**What you should do:** Of the lines below, reproduce exactly those from the line containing "Where is the car windshield" to the end, including both the first and the last.
[Opening Data section section]
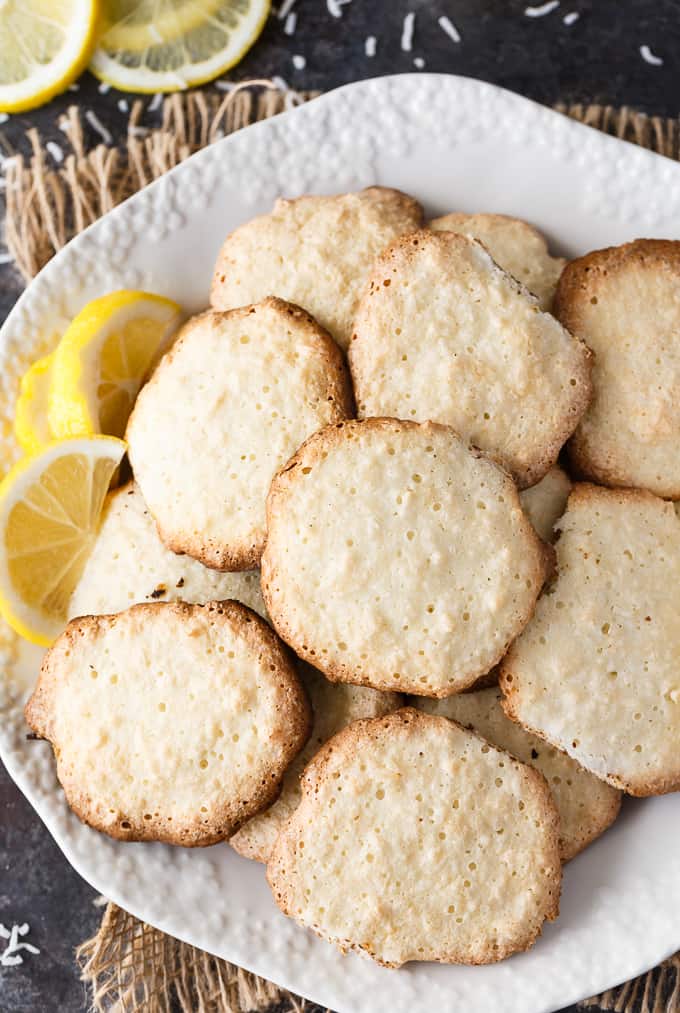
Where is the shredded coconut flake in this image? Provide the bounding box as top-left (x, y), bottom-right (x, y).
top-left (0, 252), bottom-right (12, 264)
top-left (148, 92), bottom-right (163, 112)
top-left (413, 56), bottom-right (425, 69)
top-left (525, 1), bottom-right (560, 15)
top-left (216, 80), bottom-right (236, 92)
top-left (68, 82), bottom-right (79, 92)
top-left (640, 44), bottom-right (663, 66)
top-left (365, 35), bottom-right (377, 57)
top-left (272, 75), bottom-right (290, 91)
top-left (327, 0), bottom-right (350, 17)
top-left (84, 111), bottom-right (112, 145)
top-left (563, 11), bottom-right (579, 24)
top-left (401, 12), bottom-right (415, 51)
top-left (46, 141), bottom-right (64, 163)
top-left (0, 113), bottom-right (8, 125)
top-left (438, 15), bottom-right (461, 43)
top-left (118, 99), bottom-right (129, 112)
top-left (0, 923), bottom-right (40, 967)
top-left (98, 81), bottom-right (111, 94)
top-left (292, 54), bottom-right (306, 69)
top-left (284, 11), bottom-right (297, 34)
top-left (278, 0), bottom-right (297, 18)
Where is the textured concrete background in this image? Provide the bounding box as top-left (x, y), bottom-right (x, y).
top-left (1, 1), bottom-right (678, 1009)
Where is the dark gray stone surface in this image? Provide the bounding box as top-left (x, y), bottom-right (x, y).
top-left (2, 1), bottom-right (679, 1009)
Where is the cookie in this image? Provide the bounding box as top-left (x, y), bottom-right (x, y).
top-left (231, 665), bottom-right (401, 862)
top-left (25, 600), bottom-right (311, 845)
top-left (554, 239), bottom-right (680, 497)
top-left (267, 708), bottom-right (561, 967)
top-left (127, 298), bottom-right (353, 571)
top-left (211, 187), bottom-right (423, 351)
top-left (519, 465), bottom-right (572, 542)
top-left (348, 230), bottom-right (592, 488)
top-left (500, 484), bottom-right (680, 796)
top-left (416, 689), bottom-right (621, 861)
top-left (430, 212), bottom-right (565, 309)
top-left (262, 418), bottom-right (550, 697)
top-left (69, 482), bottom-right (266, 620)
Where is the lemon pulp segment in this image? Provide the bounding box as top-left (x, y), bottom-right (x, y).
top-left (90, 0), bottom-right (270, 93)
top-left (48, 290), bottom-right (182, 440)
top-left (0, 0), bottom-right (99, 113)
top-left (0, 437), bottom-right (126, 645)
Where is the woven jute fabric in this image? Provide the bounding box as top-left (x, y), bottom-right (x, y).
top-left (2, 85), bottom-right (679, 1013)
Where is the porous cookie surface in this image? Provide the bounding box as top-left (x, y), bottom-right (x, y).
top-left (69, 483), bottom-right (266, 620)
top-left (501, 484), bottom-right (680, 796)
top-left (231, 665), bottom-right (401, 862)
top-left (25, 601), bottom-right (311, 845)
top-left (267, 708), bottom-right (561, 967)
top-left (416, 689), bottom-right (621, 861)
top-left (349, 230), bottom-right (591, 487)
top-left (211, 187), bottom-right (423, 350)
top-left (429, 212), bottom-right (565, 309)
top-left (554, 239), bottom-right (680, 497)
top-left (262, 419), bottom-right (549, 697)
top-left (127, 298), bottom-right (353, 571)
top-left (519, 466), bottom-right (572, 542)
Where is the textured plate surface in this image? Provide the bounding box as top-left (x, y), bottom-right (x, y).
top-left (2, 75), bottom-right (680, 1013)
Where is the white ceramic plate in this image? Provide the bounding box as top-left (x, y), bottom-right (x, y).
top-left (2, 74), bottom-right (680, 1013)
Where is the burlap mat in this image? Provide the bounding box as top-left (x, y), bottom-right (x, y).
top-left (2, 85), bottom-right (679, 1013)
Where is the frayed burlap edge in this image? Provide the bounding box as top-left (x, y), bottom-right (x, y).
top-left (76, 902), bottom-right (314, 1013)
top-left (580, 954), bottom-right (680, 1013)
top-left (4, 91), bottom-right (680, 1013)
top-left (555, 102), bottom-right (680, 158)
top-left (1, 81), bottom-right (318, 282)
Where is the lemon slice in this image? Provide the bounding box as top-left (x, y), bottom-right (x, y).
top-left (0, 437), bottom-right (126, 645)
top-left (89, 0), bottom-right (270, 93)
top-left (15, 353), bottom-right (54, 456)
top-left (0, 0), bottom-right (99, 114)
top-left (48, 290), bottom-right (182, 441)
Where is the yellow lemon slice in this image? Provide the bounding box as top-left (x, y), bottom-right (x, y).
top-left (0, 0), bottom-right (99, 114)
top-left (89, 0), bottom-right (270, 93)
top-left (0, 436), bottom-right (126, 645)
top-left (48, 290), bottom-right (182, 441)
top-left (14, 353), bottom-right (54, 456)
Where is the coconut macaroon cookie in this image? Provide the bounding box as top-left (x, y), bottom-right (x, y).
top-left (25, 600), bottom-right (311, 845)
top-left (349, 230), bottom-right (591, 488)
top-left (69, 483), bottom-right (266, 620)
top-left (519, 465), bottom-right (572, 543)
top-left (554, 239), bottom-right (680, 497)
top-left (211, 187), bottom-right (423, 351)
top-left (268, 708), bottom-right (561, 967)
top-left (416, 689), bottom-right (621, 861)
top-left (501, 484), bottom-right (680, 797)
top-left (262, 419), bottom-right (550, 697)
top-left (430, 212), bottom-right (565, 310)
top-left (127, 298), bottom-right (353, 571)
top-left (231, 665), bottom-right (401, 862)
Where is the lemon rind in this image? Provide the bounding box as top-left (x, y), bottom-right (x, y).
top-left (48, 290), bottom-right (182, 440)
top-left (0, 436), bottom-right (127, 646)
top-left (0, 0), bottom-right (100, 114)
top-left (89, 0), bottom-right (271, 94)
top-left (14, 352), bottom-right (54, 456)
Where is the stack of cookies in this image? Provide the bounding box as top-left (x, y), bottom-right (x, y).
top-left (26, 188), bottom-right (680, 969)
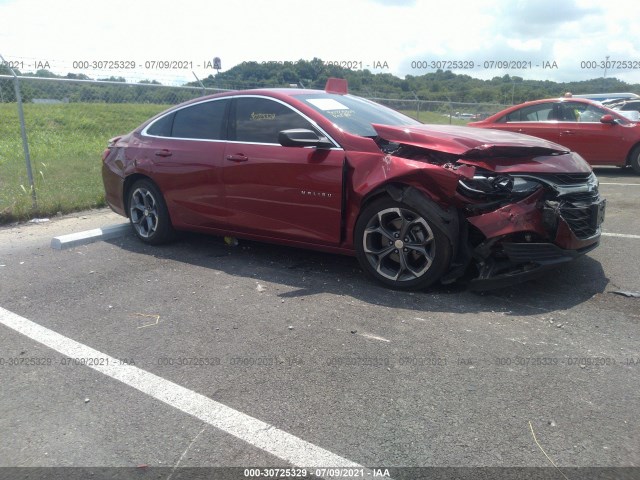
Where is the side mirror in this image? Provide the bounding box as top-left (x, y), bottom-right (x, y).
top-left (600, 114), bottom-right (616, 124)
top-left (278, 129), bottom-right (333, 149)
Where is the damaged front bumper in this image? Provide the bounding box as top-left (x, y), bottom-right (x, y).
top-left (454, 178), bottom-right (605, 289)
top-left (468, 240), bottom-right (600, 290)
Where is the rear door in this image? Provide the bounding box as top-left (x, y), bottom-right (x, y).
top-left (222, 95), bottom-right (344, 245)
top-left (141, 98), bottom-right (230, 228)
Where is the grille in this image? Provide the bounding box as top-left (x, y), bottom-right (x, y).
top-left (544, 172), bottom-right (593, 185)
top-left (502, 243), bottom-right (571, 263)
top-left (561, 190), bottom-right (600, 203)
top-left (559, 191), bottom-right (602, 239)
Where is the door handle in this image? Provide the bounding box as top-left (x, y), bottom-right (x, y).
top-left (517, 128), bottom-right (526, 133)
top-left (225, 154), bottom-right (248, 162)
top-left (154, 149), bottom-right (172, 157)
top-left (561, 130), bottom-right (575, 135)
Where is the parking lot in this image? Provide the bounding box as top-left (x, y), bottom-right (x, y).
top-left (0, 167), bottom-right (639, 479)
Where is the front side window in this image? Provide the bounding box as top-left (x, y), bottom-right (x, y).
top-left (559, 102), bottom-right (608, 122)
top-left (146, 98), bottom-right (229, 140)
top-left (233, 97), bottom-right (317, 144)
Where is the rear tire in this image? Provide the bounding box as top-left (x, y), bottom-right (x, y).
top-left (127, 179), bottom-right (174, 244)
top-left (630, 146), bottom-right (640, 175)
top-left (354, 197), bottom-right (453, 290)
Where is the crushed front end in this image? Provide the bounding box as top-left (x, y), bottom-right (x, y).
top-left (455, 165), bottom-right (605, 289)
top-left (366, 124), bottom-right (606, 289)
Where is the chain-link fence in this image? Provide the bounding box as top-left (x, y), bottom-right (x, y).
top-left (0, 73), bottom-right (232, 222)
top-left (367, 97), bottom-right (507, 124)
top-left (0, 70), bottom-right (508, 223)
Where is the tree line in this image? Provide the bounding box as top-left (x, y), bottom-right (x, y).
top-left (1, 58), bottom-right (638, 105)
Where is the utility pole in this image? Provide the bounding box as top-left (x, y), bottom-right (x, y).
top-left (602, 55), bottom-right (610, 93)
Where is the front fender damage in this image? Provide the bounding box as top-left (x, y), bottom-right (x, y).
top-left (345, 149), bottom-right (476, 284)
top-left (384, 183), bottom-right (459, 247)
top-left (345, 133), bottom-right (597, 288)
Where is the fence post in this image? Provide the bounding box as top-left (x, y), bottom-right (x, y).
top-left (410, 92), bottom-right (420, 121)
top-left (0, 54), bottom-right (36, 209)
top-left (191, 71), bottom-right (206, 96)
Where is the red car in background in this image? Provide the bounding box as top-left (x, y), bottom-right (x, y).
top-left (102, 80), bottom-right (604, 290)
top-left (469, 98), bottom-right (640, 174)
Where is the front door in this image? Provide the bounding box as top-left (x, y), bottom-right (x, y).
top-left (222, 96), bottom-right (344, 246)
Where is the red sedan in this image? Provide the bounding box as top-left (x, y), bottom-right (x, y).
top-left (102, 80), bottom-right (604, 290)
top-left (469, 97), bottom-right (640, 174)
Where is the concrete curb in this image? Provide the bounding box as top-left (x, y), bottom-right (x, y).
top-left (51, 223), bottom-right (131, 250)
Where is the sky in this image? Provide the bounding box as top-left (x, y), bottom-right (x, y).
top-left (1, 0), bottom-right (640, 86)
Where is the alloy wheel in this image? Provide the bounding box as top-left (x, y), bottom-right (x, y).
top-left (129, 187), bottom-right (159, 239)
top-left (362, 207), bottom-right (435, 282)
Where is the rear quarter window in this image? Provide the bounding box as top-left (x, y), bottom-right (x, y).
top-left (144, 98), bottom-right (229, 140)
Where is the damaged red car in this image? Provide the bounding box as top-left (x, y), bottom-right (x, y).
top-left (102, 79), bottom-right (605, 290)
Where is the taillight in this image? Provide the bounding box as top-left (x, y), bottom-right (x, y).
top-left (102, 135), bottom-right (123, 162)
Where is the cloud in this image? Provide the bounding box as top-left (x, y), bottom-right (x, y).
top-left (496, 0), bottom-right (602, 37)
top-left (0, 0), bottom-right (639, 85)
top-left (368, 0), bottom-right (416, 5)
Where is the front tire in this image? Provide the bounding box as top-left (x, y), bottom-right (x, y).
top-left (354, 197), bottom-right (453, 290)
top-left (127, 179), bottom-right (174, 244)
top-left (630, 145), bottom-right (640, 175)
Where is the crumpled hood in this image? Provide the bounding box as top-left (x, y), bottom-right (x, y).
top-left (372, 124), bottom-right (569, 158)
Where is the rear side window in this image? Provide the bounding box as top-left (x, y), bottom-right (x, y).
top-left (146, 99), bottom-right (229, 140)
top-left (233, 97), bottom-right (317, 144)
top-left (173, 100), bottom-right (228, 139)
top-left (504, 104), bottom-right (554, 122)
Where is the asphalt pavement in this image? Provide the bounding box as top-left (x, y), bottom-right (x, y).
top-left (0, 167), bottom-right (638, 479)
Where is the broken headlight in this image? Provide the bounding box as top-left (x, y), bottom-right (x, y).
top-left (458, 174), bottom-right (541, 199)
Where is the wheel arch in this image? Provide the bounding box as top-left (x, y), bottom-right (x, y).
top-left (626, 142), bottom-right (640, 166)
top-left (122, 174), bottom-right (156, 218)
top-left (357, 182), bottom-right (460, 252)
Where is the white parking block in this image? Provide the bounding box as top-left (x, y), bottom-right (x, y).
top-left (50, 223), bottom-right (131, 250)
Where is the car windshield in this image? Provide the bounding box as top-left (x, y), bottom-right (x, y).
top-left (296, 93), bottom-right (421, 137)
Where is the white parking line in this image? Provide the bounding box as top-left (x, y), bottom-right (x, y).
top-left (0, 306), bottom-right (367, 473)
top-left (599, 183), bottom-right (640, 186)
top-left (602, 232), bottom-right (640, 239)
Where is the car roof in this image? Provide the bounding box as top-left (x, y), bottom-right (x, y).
[Closing Data section section]
**Answer to the exercise:**
Where is the car windshield in this image? Provide the bounding box as top-left (x, y), bottom-right (x, y).
top-left (296, 93), bottom-right (421, 137)
Where is the white parking line in this image? Provide the bounding box as top-left (x, y), bottom-right (x, y).
top-left (0, 306), bottom-right (367, 473)
top-left (599, 183), bottom-right (640, 186)
top-left (602, 232), bottom-right (640, 239)
Where is the car roof in this image? Provide the bounding box as top-left (x, y), bottom-right (x, y).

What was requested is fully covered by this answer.